In the article on Avoid-Shift-Improve, turn the paragraph that begins "Avoid-Shift-Improve (A-S-I) (German:" into a short bulleted list that keeps its main facts.

* Given passage
* begin *
= Avoid-Shift-Improve =

Approach to environmental sustainability by changing consumer behavior

Avoid-Shift-Improve (A-S-I) (German: vermeiden, verlagern, verbessern) is an approach to environmental sustainability that seeks to increase efficiency by modifying consumer behavior. Though it originated in transportation studies, it has since been used to apply to other ways that consumers use natural resources.

==History==
Avoid-Shift-Improve (A-S-I) was first developed in Germany in the early 1990s as vermeiden, verlagern, verbessern. The term was first published in a 1994 report by the German Parliament's Enquete Commission.

==Method==
As denoted by the name, Avoid-Shift-Improve has three avenues. It seeks to modify the behavior of consumers rather than producers to make consumer choices more environmentally sustainable.
- Avoid, also called reduce: The consumer chooses to use none of or less of a resource.
- Shift, also called maintain: The consumer switches from a less sustainable method of consumption to a more sustainable one. If the more sustainable option is already in use, the consumer maintains its use.
* end *
* Material provided
* begin *
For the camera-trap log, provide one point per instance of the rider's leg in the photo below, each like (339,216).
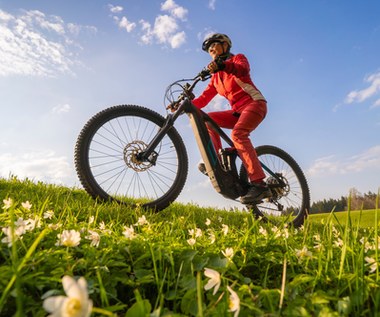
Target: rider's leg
(224,119)
(248,121)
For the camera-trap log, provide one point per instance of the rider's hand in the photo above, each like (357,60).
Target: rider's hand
(216,65)
(172,107)
(212,67)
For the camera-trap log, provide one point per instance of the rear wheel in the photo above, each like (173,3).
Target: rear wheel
(290,201)
(107,164)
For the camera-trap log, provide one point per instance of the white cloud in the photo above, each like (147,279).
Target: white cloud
(331,165)
(174,9)
(34,44)
(115,9)
(125,24)
(40,166)
(165,30)
(164,27)
(357,96)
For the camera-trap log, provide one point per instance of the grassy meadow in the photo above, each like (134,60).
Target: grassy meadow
(65,254)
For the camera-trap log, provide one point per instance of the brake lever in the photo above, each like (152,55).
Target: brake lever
(204,74)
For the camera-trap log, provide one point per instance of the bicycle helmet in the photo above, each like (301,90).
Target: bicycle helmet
(217,37)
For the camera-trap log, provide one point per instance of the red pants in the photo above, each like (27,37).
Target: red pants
(250,117)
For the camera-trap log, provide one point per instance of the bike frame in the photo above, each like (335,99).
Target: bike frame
(226,181)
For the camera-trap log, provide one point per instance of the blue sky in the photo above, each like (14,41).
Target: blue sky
(316,62)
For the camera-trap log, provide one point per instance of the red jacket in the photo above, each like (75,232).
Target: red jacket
(233,82)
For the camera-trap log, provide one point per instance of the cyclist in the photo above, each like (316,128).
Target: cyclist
(231,79)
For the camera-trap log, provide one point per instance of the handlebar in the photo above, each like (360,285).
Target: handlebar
(186,90)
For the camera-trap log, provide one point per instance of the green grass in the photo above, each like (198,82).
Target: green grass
(362,218)
(326,268)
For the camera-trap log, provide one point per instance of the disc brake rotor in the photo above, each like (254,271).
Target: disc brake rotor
(131,151)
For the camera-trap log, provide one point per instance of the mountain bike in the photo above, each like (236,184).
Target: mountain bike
(134,155)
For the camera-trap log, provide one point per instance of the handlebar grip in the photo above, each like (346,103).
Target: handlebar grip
(204,74)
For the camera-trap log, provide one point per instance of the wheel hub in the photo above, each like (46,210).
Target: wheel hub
(131,151)
(279,190)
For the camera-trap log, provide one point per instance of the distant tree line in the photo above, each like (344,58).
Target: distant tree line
(357,201)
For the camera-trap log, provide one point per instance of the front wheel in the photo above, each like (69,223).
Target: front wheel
(107,164)
(290,201)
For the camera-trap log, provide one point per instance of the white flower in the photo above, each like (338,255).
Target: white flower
(228,253)
(214,280)
(94,237)
(11,237)
(69,238)
(212,237)
(27,205)
(129,232)
(191,241)
(372,264)
(55,226)
(225,229)
(102,226)
(142,221)
(263,231)
(234,302)
(304,252)
(48,214)
(75,304)
(7,203)
(339,243)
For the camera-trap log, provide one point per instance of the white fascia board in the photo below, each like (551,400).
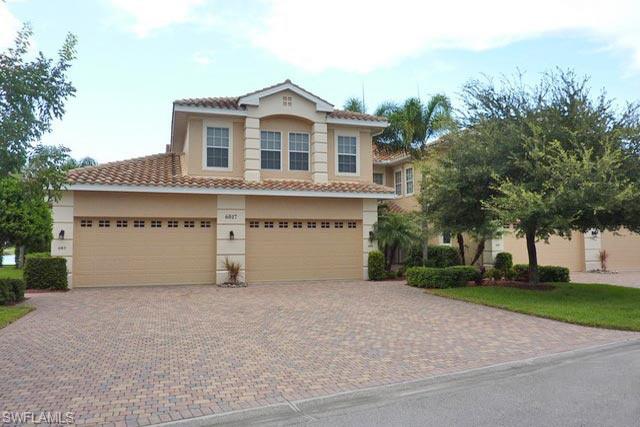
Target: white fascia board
(209,110)
(355,122)
(254,98)
(230,191)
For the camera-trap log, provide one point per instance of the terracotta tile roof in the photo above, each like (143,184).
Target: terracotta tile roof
(232,103)
(165,170)
(395,208)
(383,154)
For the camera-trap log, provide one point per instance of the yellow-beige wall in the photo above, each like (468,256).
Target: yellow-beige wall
(115,204)
(623,248)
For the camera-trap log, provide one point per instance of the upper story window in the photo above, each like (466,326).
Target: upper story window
(270,148)
(398,182)
(217,154)
(298,151)
(347,154)
(408,176)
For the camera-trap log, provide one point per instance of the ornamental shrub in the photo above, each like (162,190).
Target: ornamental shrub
(42,271)
(375,264)
(503,262)
(11,291)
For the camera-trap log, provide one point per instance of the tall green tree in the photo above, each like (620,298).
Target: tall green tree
(395,231)
(562,160)
(456,184)
(32,94)
(412,125)
(355,105)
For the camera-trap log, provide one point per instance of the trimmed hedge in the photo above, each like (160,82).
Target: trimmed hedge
(375,265)
(503,262)
(547,273)
(11,291)
(448,277)
(42,271)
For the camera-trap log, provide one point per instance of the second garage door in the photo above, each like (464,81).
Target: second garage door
(303,250)
(143,251)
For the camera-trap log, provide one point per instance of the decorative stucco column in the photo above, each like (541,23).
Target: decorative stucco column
(592,247)
(319,153)
(231,219)
(252,149)
(369,218)
(491,249)
(62,241)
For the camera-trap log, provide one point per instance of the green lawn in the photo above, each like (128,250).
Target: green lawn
(604,306)
(10,272)
(11,314)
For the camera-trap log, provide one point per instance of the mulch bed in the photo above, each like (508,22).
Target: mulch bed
(520,285)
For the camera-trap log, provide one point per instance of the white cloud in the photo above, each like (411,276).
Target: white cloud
(151,15)
(9,26)
(361,35)
(203,58)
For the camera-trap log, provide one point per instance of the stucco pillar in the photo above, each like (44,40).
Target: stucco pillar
(62,212)
(491,249)
(369,218)
(592,247)
(319,171)
(231,218)
(252,149)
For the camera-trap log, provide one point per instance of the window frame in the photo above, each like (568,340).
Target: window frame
(216,124)
(382,174)
(396,183)
(281,150)
(350,134)
(289,152)
(406,181)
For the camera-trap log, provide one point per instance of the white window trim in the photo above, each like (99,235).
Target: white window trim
(213,124)
(281,149)
(406,181)
(289,151)
(395,182)
(384,178)
(352,134)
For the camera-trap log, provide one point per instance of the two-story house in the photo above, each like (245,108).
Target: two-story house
(397,170)
(277,180)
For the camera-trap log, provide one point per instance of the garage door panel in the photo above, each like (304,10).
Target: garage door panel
(275,254)
(111,256)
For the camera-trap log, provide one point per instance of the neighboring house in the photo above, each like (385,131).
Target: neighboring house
(276,179)
(582,253)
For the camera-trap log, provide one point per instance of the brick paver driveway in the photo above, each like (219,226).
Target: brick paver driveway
(146,355)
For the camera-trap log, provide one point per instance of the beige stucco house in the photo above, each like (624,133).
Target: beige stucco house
(580,253)
(277,179)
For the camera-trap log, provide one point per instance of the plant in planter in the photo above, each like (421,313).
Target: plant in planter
(233,274)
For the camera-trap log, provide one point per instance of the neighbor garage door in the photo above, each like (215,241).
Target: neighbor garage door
(143,251)
(303,250)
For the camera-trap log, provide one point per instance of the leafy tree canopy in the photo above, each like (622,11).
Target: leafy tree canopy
(32,94)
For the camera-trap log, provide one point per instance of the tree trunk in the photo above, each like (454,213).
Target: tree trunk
(460,240)
(534,278)
(479,251)
(424,229)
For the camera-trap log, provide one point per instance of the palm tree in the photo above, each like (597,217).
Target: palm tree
(395,231)
(412,125)
(354,104)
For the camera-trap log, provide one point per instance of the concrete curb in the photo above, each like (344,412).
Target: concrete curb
(309,409)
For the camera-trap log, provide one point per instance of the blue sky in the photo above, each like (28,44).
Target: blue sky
(136,56)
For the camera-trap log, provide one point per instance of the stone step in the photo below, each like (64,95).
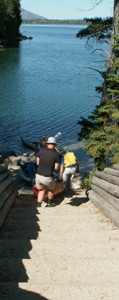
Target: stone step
(32,249)
(56,235)
(56,291)
(73,270)
(61,220)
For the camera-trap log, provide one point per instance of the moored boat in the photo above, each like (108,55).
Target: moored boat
(29,143)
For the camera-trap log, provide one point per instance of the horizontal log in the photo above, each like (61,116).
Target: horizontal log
(116,166)
(3,168)
(7,206)
(112,171)
(104,206)
(4,175)
(6,195)
(106,186)
(108,177)
(4,184)
(106,196)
* end *
* Result below
- Avoid-Shift-Improve (A-S-I), in German "vermeiden, verlagern, verbessern," is an approach to environmental sustainability.
- It aims to raise efficiency by changing how consumers behave.
- It began in transportation studies.
- It has since been applied to other ways consumers use natural resources.